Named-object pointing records
----
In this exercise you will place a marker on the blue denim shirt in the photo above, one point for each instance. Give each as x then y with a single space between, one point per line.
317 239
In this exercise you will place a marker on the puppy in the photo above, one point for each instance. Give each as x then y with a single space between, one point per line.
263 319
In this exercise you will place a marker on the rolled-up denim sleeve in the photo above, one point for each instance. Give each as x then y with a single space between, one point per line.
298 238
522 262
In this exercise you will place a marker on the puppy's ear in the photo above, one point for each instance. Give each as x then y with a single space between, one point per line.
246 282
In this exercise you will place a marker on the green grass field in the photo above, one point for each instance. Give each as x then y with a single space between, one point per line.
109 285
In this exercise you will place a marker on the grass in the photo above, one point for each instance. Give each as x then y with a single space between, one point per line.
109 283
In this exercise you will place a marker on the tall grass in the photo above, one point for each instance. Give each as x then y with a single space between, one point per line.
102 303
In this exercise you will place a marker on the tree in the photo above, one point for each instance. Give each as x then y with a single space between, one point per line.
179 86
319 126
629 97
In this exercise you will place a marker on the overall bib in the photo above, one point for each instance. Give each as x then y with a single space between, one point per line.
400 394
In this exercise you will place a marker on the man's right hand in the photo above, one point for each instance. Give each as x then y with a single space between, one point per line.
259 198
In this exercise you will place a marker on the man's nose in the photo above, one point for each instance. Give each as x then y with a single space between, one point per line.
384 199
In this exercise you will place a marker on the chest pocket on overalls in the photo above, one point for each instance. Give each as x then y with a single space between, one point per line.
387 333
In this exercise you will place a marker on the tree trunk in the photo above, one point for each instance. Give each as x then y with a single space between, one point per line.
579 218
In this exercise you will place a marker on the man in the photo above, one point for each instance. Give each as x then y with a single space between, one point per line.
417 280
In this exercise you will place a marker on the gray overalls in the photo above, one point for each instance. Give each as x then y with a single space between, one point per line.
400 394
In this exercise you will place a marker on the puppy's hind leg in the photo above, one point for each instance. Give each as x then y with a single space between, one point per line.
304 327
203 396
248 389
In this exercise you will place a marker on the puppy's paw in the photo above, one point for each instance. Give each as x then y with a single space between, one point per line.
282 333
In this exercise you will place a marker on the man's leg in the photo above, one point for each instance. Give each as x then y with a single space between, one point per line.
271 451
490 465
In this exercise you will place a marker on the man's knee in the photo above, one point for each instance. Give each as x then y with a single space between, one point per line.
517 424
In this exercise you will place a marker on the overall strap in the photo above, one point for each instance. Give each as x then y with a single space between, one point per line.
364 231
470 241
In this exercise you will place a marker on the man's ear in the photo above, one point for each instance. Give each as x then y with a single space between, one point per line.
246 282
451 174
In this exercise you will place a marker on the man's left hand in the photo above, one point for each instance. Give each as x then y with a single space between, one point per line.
----
Problem requirements:
Retype every record above exactly as it appears.

Exercise response:
In this exercise you will place a marker on the blue denim shirt in the photo above, one point for each instance. Give each as x then y with a single space between, one point per line.
317 239
In this exercise you will place a marker on the puppy in the photo above, one point for each instance. Give each as x then y with a single space between, one point per line.
263 319
In this exercise you will place a marker on the rolled-up denim sleeve in the photo above, one point for each instance. Give each as x then y with a single space between, one point per line.
298 238
522 262
In this exercise you will place a marker on the puppy's ear in the photo above, one point for each instance. Give each as x then y with a single space between, one point per line.
246 282
In this exercise you will place a marker on the green grass field in the photo above, one point for each instance. Give each as x then y with a single space between, one point per line.
109 285
In this exercise you will place a marker on the grass in the photo above, one point for each instance. Give each as x then y with a single space between, one point per line.
109 283
In this exercise you will place a marker on the tall grass in the photo above, one point for each instance. Give each as x then y with a single space between, one point per line.
102 303
In this exercise you will place a marker on the tree in the photo above, one point for each instance. Give each as x then y with a single space between, one point per line.
179 86
319 126
629 97
In this exercise you will place a marker on the overall bib in the photo above, one point for each instance. Give each as x then y with a single space between, one point per line.
400 394
In this exercise you will place a marker on the man's right hand in the photo above, one point for each instance. Give each as x then y with a single space between, one point per line.
259 198
In this exercise you will place a marker on the man's nose in the photo above, one point for each instance. Give each as x then y with a single space between, one point per line.
384 199
In this exercise you will place a marker on the chest pocket on overalls in the photo above, one point for each instance. Give each as x then y with a single space between, one point per line.
387 333
In this exercise you will place a marker on the tree trunk in the photo above, one point for each instance. Give each as x then y with a single space between, one point per line.
579 218
In this exercise you will place a marker on the man in the photo above, one point for each instance. Give each as x then y with a single space between, one point per line.
417 280
In this exercise you will place a marker on the gray overalls in the photo above, one point for each instance. Give each as x then y with a single space between, one point per line.
400 394
In this exercise you will place a marker on the puppy's hind leg in the photo above, one point for each instance. Give each as x then y with a single space between, one point per line.
304 327
203 396
248 389
In this exercise you will place a marker on the puppy's paw in the photo above, one point for each instance. Give each as x then y with a single space between, one point per line.
282 333
In this exercise you will place a marker on the man's leg in the photo above, one point for each instance. Give each as x then y with a single space between, one point per line.
271 451
490 465
In this exercise you will place a marker on the man's knee in the photo above, one point for each instance. Give each as x then y with a single space between, one point per line.
517 424
In this exercise you will place a marker on the overall strap in the photo above, one point for each instance. Give each as x then y with a single space between, one point per line.
364 231
470 241
In this exercise you will place a marker on the man's ear in the photo above, one point for each instance. Give each as x then y with a single space between, one point per line.
246 282
451 174
In this exercise you will place a marker on the man's left hand in the photo above, one point for each instance. Give each as x then y with a single space between, one point per line.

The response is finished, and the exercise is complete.